▶ [Passage provided]:
------------------------------------------------------------------------

We are all just rolling the dice
How randomness shapes our lives, our thoughts, and our AI.
One of my best friends has been playing soccer pretty much forever. Every weekend—through sun, wind or rain—he’s back in the driver’s seat, driving to some random little town in the middle of nowhere for yet another league match. Last Sunday seemed just like any other, until it wasn't. He was pulling into the parking lot, ready to park, when the car ahead suddenly starts reversing—no warning, no checking mirrors—and BAM!, straight into him. Luckily no one was hurt, just a racing heart and an ugly dent on the driver's-side door. My friend was about to get out and check the damage when he realized that the driver wasn’t some random stranger: it was his own soccer coach! The man stepped out embarrassed, blurting: "I haven’t had an accident since 1980!". The whole incident ended in a mix of laughter and awkwardness.
Fast-forward three days. My friend is at a completely different sports complex for practice. He parks fine this time—no drama— and soon spots his coach hanging around, waiting for someone to unlock the gate to park his car. Being a helpful soul, my friend offers to track down the groundskeeper—and in the brief moment he’s gone, guess what happens? Coach crashes his car into another parked vehicle. That’s two identical incidents in about 72 hours, after four accident-free decades.

------------------------------------------------------------------------

(Stored records)
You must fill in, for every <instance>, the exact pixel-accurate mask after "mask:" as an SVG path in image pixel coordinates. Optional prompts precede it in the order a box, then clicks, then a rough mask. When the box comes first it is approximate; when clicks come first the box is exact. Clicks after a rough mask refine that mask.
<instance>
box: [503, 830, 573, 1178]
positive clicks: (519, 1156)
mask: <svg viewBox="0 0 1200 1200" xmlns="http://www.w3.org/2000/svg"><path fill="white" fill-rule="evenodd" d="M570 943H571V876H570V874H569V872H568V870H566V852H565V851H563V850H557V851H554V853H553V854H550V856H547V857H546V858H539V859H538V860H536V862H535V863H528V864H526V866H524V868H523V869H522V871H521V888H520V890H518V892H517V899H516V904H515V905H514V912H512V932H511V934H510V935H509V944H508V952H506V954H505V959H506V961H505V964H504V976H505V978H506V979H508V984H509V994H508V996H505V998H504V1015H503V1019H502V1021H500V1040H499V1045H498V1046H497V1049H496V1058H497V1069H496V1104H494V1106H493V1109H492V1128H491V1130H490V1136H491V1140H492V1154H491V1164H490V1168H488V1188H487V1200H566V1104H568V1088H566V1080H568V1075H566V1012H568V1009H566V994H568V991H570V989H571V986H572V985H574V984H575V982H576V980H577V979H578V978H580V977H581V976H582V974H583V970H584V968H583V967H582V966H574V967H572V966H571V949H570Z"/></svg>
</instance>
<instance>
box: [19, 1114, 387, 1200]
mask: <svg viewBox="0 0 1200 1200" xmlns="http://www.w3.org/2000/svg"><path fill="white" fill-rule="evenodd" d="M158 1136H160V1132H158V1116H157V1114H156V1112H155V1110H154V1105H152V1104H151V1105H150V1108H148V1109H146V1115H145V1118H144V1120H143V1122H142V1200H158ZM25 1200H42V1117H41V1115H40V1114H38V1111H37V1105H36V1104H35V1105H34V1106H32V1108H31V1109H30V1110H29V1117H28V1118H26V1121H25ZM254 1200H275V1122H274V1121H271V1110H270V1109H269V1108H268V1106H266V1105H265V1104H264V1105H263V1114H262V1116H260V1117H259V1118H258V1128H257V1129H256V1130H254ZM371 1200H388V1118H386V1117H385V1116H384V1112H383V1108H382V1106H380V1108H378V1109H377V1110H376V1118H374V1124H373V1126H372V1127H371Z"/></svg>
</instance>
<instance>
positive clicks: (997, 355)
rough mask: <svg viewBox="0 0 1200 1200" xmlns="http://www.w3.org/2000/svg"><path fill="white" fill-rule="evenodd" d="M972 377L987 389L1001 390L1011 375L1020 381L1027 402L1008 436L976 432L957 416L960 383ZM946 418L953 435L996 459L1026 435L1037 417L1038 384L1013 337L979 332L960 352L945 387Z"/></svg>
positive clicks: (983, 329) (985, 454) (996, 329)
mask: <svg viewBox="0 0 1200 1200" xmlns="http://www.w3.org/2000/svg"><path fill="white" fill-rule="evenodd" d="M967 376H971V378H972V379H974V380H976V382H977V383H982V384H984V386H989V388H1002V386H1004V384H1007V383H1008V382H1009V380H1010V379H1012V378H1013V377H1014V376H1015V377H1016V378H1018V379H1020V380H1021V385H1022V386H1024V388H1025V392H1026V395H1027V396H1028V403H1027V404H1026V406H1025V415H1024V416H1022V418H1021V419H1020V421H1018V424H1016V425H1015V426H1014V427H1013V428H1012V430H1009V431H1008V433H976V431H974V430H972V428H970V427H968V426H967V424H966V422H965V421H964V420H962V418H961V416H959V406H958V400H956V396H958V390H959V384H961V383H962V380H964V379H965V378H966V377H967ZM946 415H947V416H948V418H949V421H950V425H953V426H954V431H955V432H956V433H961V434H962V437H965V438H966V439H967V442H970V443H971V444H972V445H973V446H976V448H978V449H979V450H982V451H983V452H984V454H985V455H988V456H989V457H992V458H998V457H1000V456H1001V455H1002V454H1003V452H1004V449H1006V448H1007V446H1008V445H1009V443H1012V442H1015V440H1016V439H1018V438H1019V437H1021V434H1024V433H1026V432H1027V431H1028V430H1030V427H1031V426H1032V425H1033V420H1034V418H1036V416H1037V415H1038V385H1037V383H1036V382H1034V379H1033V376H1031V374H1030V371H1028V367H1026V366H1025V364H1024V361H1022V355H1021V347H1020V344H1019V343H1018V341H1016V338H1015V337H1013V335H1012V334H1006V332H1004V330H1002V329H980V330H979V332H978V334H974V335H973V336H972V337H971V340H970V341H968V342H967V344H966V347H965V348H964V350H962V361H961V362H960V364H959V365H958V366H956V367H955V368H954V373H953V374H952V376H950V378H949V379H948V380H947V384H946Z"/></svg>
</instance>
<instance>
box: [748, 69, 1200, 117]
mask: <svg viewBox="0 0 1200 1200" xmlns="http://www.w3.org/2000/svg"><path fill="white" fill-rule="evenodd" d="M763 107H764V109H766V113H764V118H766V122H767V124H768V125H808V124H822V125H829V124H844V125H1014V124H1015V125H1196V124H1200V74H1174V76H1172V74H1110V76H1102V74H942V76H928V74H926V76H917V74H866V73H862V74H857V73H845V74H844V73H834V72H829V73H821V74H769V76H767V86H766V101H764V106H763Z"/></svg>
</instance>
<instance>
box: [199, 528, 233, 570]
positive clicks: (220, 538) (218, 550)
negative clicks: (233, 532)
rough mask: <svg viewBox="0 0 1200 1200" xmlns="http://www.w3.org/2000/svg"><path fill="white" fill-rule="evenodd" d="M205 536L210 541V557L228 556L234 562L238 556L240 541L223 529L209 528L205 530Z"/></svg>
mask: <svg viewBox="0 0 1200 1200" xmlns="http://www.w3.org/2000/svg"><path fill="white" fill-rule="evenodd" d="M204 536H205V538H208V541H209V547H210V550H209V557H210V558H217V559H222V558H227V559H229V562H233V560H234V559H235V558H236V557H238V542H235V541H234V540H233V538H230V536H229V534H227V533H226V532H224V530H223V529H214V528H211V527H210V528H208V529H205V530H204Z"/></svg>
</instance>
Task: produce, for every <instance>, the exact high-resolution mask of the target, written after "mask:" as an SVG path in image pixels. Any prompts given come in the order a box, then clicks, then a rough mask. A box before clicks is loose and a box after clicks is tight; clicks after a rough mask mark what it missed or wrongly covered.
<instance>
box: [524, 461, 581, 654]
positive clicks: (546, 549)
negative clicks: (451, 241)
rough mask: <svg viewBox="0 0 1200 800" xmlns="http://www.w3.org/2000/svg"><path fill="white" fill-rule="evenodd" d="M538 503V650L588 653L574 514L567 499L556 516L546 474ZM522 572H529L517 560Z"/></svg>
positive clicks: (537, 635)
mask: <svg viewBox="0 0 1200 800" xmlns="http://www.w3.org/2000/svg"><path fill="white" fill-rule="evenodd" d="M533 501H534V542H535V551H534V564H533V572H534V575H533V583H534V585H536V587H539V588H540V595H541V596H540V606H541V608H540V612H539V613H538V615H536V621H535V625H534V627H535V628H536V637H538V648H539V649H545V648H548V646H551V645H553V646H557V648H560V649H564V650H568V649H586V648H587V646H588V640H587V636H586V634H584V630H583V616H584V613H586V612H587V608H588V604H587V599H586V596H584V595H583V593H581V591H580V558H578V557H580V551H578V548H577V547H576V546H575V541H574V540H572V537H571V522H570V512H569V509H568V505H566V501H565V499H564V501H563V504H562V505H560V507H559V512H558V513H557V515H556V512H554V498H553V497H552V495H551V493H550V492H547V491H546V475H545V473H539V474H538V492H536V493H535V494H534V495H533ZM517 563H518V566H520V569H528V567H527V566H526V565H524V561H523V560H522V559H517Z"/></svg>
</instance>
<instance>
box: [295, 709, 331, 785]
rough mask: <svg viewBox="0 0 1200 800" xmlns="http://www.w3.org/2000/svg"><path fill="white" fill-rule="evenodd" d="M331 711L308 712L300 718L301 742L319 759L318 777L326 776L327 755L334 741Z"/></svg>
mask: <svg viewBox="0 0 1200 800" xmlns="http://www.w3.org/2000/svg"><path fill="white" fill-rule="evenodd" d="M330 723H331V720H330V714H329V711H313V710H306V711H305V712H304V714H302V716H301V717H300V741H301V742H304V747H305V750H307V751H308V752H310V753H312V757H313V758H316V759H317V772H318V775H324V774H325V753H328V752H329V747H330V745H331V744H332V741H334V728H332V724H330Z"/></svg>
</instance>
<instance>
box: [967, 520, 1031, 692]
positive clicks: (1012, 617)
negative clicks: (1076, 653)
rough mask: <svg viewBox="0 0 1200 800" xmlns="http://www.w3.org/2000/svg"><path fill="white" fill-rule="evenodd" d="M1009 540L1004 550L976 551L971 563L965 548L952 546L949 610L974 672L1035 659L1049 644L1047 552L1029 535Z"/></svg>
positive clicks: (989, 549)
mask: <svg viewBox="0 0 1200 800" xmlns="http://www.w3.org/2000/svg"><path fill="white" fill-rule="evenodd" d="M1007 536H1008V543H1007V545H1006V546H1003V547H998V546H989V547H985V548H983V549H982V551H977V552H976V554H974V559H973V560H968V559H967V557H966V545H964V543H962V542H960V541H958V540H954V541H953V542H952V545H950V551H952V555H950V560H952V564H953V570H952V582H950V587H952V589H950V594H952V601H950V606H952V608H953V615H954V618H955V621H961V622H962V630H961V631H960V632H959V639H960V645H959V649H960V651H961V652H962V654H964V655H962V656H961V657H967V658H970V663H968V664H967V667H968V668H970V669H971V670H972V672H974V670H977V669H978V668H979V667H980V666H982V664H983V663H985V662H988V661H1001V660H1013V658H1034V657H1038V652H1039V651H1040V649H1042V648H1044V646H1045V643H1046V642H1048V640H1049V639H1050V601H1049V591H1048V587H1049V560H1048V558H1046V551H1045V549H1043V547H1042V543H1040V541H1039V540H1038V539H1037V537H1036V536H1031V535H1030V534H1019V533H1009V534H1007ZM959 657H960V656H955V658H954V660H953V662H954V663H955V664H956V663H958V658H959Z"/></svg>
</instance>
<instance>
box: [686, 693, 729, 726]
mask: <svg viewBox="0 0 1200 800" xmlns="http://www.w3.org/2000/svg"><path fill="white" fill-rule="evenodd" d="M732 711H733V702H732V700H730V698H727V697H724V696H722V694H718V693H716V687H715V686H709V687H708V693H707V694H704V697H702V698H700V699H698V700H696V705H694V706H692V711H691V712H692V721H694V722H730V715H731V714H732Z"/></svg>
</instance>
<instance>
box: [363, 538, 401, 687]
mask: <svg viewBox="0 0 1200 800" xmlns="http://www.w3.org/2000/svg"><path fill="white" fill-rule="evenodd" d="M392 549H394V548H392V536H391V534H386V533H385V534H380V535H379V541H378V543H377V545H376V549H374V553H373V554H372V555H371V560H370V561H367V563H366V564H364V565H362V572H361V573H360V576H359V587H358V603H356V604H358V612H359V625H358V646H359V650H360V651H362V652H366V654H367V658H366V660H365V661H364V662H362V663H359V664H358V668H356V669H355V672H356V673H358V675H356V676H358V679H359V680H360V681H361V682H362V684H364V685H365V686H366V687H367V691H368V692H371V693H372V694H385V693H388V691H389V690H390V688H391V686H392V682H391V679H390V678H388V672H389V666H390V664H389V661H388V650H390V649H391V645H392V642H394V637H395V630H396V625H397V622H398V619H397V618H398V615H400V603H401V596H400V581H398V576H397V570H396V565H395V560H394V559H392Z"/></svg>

------------------------------------------------------------------------

▶ [Problem to work on]: In the essay on randomness, which part of the friend's car was dented when the coach reversed into it?

▶ [Answer to this problem]: The driver's-side door.